(Dataset entries)
----
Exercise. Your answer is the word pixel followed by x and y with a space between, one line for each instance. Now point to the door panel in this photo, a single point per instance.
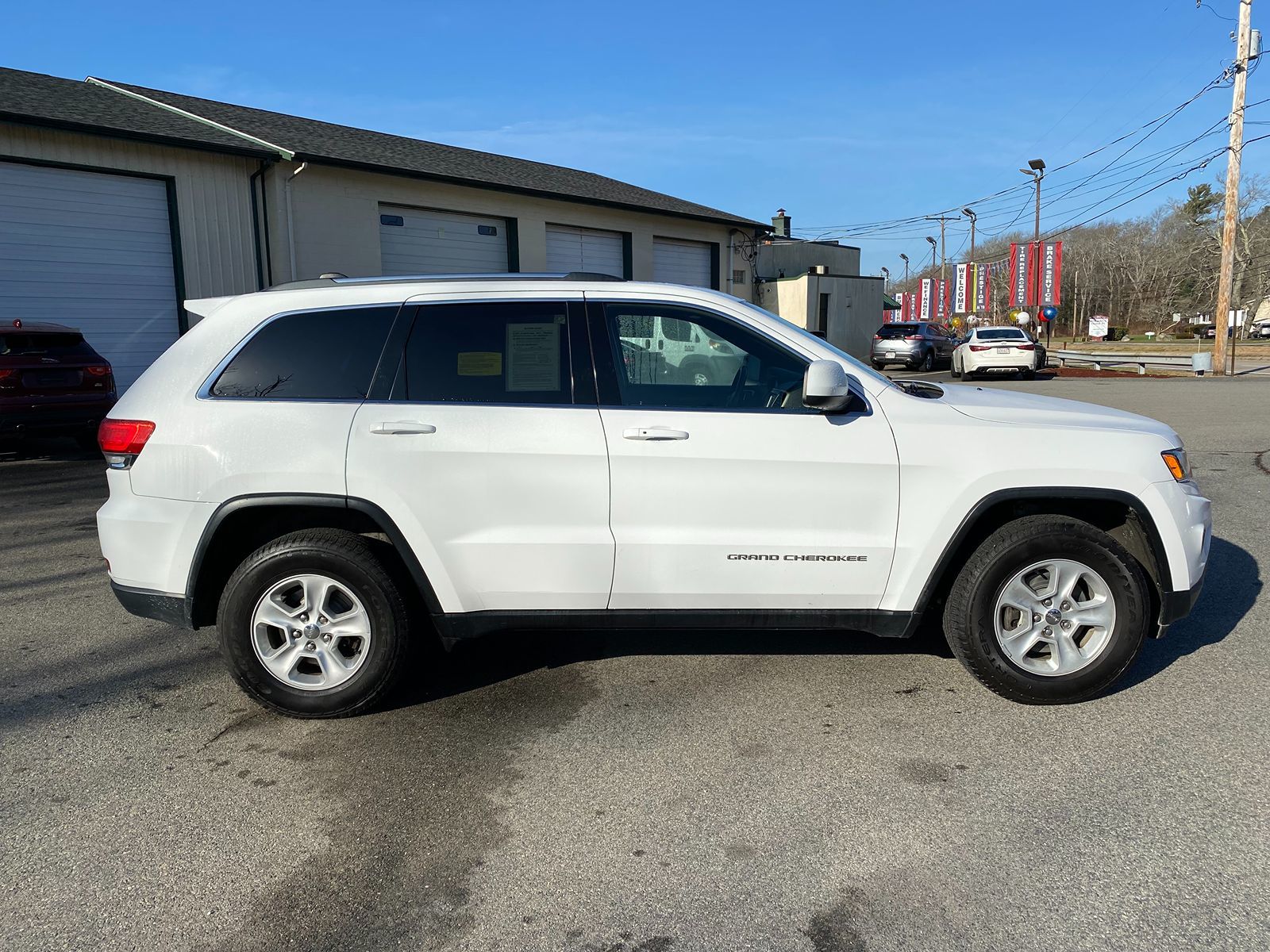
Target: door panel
pixel 497 479
pixel 734 503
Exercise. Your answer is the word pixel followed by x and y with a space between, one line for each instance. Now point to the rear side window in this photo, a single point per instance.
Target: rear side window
pixel 51 344
pixel 888 332
pixel 309 355
pixel 512 352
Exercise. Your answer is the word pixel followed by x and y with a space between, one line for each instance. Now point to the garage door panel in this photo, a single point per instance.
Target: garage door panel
pixel 683 262
pixel 572 249
pixel 90 251
pixel 440 243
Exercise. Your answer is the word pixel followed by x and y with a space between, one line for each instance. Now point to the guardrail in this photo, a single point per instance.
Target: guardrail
pixel 1141 361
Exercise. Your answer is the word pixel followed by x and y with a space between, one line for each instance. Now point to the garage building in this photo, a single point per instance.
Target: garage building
pixel 120 202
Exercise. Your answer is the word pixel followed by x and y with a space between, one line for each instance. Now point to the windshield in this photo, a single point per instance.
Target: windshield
pixel 856 367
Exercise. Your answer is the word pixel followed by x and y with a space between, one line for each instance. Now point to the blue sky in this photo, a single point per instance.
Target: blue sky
pixel 841 113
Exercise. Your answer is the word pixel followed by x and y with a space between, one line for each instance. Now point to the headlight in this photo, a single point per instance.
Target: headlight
pixel 1176 463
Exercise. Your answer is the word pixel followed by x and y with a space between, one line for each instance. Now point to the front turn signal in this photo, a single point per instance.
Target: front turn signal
pixel 1176 463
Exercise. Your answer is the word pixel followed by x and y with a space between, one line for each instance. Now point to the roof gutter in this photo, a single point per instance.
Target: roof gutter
pixel 194 117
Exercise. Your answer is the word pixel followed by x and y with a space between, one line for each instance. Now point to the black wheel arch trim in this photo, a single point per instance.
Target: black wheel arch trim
pixel 257 501
pixel 1047 493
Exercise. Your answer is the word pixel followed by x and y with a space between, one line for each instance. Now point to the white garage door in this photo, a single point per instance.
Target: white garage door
pixel 93 251
pixel 414 241
pixel 683 262
pixel 584 251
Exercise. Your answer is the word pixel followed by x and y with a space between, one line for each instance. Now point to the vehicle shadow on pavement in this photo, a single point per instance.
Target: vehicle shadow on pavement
pixel 506 655
pixel 1231 588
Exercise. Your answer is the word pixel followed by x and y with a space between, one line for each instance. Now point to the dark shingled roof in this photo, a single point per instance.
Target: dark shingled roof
pixel 50 101
pixel 328 143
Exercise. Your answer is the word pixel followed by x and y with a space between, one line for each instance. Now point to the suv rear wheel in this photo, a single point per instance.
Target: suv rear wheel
pixel 1048 611
pixel 311 625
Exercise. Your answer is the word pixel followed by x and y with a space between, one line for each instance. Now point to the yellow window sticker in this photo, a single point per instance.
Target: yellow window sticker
pixel 480 363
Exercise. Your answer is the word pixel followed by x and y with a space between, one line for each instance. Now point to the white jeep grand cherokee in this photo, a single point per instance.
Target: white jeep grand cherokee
pixel 329 469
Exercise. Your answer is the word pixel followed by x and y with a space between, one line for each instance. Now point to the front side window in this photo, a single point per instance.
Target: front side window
pixel 309 355
pixel 698 359
pixel 514 352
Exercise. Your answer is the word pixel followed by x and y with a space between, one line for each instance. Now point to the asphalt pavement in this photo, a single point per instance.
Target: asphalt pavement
pixel 679 793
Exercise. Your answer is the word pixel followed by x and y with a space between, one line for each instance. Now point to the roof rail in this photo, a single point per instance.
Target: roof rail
pixel 328 281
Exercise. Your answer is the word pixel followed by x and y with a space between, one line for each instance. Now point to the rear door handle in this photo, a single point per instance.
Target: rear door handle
pixel 653 433
pixel 399 428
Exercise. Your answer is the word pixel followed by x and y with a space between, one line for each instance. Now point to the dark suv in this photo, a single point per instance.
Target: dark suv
pixel 916 344
pixel 52 382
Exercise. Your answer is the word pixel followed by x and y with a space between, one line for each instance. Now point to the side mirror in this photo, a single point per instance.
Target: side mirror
pixel 826 386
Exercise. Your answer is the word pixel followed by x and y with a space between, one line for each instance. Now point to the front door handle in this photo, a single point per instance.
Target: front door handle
pixel 653 433
pixel 398 428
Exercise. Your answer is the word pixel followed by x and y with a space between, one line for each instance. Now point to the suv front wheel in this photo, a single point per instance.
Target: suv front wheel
pixel 1048 611
pixel 311 625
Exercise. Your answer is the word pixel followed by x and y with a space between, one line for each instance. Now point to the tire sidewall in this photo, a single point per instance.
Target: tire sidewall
pixel 258 577
pixel 1128 588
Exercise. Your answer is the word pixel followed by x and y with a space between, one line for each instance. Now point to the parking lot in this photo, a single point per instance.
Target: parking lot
pixel 638 793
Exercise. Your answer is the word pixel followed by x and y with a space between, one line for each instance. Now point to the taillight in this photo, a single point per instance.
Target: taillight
pixel 122 441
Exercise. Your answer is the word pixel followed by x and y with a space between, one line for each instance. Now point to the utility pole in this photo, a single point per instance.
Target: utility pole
pixel 944 259
pixel 973 217
pixel 1225 282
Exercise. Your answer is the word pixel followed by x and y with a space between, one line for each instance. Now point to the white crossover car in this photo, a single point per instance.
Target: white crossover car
pixel 333 469
pixel 996 351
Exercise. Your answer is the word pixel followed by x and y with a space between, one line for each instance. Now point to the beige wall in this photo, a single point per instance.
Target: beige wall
pixel 214 203
pixel 337 221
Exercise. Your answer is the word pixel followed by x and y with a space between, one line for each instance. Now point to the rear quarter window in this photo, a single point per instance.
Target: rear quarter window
pixel 309 355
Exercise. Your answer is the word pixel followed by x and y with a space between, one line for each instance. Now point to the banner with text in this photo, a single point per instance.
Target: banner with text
pixel 1022 259
pixel 982 296
pixel 1051 270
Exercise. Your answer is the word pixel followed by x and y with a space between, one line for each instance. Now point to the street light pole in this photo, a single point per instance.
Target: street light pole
pixel 1225 282
pixel 973 217
pixel 933 309
pixel 1037 169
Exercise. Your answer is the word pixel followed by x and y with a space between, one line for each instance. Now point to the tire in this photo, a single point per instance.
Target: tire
pixel 349 564
pixel 975 607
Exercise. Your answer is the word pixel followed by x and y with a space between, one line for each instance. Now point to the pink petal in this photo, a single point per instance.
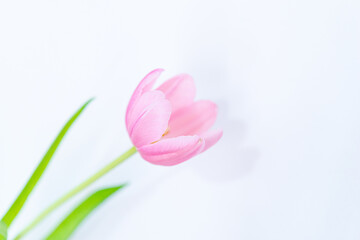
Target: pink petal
pixel 172 151
pixel 152 123
pixel 192 120
pixel 145 85
pixel 179 90
pixel 142 105
pixel 211 138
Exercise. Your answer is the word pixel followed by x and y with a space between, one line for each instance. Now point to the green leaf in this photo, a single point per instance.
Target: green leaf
pixel 3 231
pixel 66 228
pixel 21 199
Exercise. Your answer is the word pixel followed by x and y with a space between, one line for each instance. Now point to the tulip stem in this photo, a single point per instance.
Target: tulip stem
pixel 76 190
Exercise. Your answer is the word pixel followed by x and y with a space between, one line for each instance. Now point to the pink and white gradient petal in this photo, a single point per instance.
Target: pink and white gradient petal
pixel 192 120
pixel 152 124
pixel 145 85
pixel 143 104
pixel 210 138
pixel 179 90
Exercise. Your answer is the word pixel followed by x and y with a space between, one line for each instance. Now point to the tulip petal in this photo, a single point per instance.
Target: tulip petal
pixel 172 151
pixel 142 105
pixel 145 85
pixel 152 123
pixel 192 120
pixel 179 90
pixel 211 138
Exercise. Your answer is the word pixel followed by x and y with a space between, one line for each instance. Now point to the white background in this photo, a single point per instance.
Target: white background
pixel 285 75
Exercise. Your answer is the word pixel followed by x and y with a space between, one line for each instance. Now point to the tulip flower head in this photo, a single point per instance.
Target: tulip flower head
pixel 166 125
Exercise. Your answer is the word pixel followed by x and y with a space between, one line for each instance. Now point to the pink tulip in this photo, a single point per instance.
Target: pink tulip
pixel 166 125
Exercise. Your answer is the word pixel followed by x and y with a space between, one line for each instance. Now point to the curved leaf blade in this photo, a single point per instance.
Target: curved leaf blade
pixel 3 231
pixel 67 227
pixel 30 185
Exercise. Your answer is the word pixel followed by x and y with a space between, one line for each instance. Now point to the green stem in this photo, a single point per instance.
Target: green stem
pixel 76 190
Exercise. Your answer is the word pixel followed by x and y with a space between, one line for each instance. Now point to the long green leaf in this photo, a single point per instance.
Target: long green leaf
pixel 66 228
pixel 21 199
pixel 3 231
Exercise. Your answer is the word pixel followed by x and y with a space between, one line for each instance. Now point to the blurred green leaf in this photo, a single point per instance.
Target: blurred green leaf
pixel 3 231
pixel 21 199
pixel 66 228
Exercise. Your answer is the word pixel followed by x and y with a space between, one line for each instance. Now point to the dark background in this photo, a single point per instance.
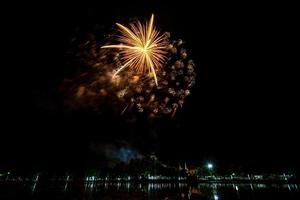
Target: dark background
pixel 243 110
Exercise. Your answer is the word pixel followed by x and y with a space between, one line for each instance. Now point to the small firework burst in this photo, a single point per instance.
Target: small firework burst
pixel 143 48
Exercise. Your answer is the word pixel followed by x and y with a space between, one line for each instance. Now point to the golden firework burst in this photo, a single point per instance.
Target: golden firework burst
pixel 142 47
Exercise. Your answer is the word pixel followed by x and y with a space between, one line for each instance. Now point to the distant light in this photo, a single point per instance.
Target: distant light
pixel 210 165
pixel 236 188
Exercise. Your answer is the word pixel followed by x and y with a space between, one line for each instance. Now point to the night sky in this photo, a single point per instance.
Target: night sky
pixel 242 111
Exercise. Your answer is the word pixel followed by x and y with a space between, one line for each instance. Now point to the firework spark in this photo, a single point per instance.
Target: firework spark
pixel 142 47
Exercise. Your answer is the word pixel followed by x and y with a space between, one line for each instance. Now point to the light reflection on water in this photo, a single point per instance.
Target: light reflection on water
pixel 127 190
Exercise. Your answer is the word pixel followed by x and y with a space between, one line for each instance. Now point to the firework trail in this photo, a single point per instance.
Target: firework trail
pixel 147 73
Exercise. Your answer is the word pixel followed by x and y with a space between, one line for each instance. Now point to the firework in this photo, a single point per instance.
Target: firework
pixel 131 93
pixel 143 48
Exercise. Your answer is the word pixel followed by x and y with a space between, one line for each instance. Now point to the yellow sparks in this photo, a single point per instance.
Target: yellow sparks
pixel 142 48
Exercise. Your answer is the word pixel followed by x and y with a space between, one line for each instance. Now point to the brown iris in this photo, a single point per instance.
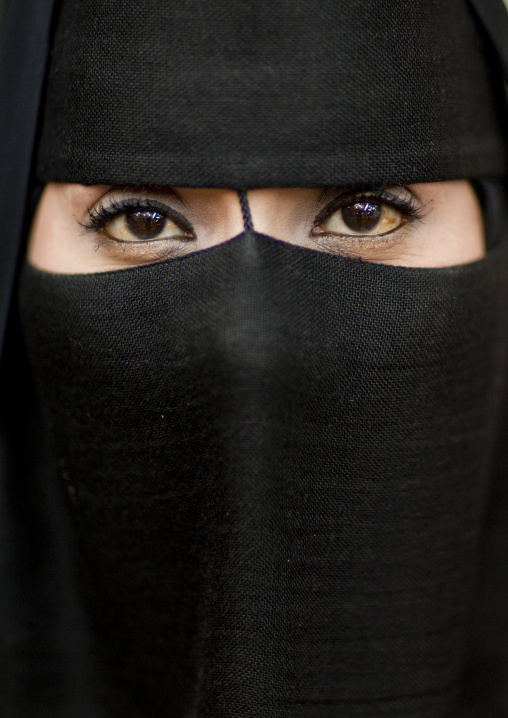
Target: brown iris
pixel 145 224
pixel 362 216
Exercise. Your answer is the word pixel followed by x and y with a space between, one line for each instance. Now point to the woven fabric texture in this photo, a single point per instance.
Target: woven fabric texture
pixel 269 94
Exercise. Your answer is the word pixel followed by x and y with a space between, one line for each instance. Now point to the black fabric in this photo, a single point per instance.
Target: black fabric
pixel 271 94
pixel 24 49
pixel 277 462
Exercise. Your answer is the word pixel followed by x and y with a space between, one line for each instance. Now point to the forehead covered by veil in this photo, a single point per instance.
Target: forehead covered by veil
pixel 277 464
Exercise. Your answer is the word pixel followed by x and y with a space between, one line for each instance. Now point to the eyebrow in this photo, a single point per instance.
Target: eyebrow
pixel 150 189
----
> STATED PROBLEM
Copy out the records without changes, beginning with the first line and ending with the line containing "pixel 841 113", including that line. Leave the pictures out of your copy.

> THE ANSWER
Exercise. Your answer is the word pixel followed by x and y with a space between, one line for each instance. Now point to the door panel in this photo, a single point per instance.
Target: door panel
pixel 497 479
pixel 734 503
Exercise. Your answer is the word pixel followed by x and y with a space between, one line for each instance. Now point to the rear side window in this photo, a single point per instance.
Target: rear side window
pixel 51 344
pixel 888 332
pixel 309 355
pixel 512 352
Exercise. Your answer is the word pixel followed by x and y with a space between, one line for each instance. Now point to the garage door panel in this photo, a single point per instance.
Target: garage door panel
pixel 683 262
pixel 572 249
pixel 90 251
pixel 440 243
Exercise. Your answer is the word pixel followed by x and y with a space between, one line for each instance. Now point to the guardrail in this photo, a single point per instance.
Target: guardrail
pixel 1141 361
Exercise. Your answer is the word pixel followed by x and y with a space between, one line for each instance. Now point to the garage building in this photo, a single point per instance.
Target: garage building
pixel 120 202
Exercise. Your answer is the word pixel followed by x and y with a space between, one line for each instance. Now point to the windshield in this photo, a single point per instance.
Target: windshield
pixel 856 367
Exercise. Your answer is the word pixel followed by x and y with a space between, one line for each instance. Now point to the blue sky in this photo, a single point per instance.
Target: blue sky
pixel 841 113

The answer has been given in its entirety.